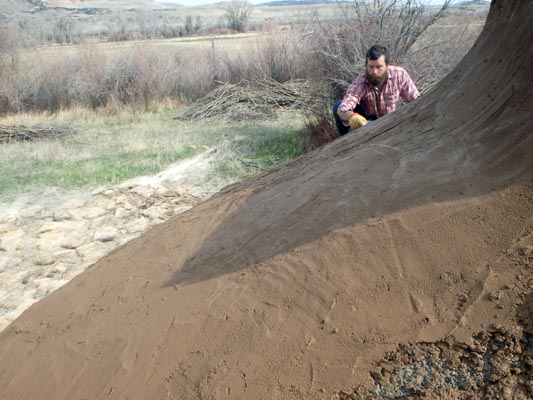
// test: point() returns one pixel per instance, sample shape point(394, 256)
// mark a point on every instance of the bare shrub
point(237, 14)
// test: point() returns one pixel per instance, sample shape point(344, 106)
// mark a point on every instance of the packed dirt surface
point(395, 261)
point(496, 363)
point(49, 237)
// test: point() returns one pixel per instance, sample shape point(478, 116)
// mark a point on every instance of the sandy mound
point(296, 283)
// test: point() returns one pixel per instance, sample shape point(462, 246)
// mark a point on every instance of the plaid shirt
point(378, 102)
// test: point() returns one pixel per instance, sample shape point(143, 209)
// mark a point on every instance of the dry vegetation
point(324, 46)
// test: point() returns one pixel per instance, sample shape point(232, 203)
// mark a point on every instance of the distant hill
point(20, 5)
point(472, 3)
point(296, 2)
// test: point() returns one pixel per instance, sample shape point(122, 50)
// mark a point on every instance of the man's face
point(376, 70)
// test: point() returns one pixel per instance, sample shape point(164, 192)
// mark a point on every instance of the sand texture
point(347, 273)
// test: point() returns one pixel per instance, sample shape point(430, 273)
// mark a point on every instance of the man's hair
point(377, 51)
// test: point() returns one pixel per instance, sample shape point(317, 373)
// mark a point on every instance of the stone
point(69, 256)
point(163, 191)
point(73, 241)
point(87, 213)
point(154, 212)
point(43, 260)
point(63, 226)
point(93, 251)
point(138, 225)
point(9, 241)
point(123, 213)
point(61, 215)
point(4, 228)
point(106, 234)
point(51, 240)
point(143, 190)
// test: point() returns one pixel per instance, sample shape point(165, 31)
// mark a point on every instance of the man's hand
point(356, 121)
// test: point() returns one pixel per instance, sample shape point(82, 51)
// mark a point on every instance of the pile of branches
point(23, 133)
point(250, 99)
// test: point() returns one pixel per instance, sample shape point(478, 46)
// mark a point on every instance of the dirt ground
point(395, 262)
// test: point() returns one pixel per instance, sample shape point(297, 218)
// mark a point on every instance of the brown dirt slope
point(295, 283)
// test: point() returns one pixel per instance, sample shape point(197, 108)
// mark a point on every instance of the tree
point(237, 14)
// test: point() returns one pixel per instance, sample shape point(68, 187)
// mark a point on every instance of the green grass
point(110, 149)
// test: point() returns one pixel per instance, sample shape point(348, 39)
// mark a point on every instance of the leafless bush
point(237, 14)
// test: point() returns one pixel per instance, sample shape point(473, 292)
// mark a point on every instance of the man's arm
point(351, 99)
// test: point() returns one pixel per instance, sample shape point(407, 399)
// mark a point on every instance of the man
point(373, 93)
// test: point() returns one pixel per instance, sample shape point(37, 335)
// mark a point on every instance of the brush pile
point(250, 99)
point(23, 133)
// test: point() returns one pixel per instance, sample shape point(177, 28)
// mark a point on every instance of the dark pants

---

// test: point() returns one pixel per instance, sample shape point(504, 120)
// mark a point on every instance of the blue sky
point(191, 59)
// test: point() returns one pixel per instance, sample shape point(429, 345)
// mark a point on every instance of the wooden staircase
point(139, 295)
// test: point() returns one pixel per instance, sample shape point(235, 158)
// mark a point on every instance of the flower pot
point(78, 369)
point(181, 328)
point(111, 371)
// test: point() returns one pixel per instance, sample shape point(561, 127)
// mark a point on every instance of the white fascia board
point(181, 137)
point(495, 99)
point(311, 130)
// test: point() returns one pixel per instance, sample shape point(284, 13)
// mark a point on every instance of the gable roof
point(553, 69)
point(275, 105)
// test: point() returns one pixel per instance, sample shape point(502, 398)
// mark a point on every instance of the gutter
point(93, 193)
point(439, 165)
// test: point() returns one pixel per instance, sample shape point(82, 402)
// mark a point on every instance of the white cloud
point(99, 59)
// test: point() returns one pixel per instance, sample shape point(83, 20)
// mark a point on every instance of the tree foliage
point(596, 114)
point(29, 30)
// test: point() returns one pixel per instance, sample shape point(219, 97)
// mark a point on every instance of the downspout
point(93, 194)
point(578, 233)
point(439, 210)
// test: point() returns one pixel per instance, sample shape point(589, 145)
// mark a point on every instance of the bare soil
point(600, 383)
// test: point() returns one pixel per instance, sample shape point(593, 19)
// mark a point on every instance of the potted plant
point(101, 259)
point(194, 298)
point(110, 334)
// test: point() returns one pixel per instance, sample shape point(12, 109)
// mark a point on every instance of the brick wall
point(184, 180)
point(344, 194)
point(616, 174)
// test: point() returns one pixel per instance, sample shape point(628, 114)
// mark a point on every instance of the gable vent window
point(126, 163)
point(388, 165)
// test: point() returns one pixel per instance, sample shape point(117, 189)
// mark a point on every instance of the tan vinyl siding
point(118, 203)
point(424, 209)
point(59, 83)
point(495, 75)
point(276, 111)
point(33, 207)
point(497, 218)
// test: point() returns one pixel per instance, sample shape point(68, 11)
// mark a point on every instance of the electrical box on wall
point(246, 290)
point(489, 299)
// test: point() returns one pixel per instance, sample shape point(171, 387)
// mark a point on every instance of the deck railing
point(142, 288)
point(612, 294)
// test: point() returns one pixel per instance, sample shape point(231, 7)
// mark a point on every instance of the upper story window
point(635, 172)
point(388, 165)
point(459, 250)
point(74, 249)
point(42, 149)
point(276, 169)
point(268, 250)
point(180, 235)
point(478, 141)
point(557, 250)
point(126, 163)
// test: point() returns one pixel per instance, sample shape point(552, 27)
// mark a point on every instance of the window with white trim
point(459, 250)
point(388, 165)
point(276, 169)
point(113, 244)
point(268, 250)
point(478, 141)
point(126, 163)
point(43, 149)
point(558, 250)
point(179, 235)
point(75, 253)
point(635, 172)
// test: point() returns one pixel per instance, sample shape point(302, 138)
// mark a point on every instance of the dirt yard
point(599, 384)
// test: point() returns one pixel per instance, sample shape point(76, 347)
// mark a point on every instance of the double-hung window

---

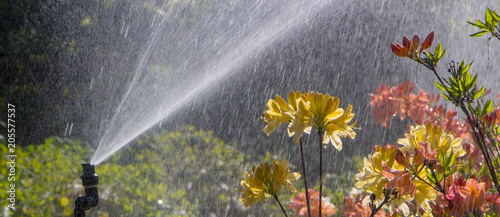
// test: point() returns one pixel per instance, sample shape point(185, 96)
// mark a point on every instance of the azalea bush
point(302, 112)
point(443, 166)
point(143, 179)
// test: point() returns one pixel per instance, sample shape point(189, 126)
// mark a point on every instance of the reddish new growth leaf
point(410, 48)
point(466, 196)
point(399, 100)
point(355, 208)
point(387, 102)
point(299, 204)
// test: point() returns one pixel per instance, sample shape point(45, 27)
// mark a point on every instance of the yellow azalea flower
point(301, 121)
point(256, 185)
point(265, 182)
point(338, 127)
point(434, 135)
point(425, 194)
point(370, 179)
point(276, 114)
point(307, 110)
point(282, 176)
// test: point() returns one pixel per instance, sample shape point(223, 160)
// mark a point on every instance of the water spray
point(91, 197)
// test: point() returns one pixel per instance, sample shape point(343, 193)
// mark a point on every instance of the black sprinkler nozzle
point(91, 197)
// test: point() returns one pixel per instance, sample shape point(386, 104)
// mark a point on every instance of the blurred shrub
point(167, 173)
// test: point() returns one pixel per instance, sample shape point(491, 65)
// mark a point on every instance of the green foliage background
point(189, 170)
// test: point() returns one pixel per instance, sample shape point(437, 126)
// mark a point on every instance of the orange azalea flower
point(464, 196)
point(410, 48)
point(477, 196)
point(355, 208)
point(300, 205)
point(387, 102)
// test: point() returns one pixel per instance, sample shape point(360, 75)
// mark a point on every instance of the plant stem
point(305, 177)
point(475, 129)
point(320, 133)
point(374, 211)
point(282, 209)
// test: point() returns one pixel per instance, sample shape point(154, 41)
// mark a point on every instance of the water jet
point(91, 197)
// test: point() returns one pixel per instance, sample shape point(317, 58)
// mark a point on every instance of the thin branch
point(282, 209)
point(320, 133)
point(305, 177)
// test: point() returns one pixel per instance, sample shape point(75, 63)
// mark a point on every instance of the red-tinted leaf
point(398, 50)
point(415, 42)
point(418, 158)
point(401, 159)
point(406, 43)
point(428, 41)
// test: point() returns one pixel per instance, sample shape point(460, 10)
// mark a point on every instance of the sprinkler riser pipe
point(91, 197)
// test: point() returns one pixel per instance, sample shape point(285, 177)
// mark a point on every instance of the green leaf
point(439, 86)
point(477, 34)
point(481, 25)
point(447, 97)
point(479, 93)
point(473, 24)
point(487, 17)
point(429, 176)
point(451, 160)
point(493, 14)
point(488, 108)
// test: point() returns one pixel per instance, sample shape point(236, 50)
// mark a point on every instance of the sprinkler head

> _Exercise_: Reproduce the records starting at the line containing "shape point(394, 256)" and ending at the line containing "point(378, 102)", both lines included, and output only those lines. Leave the requests as they are, but multiply every point coordinate in the answers by 1.95 and round each to a whole number, with halves rounded up.

> _Result for this task_:
// test: point() returns one pixel per instance, sample shape point(394, 256)
// mark a point on every instance of the bare shrub
point(462, 27)
// test: point() returns one pixel per instance, sample shape point(344, 106)
// mark a point on every instance of the packed dirt surface
point(770, 509)
point(967, 708)
point(96, 462)
// test: point() returns one pixel per instance, sample shape point(478, 116)
// mark a point on every instance of the sandy mound
point(577, 552)
// test: point() returns one pixel per instance, sample shape point(462, 246)
// mark a point on every instance of the plaid shirt
point(737, 199)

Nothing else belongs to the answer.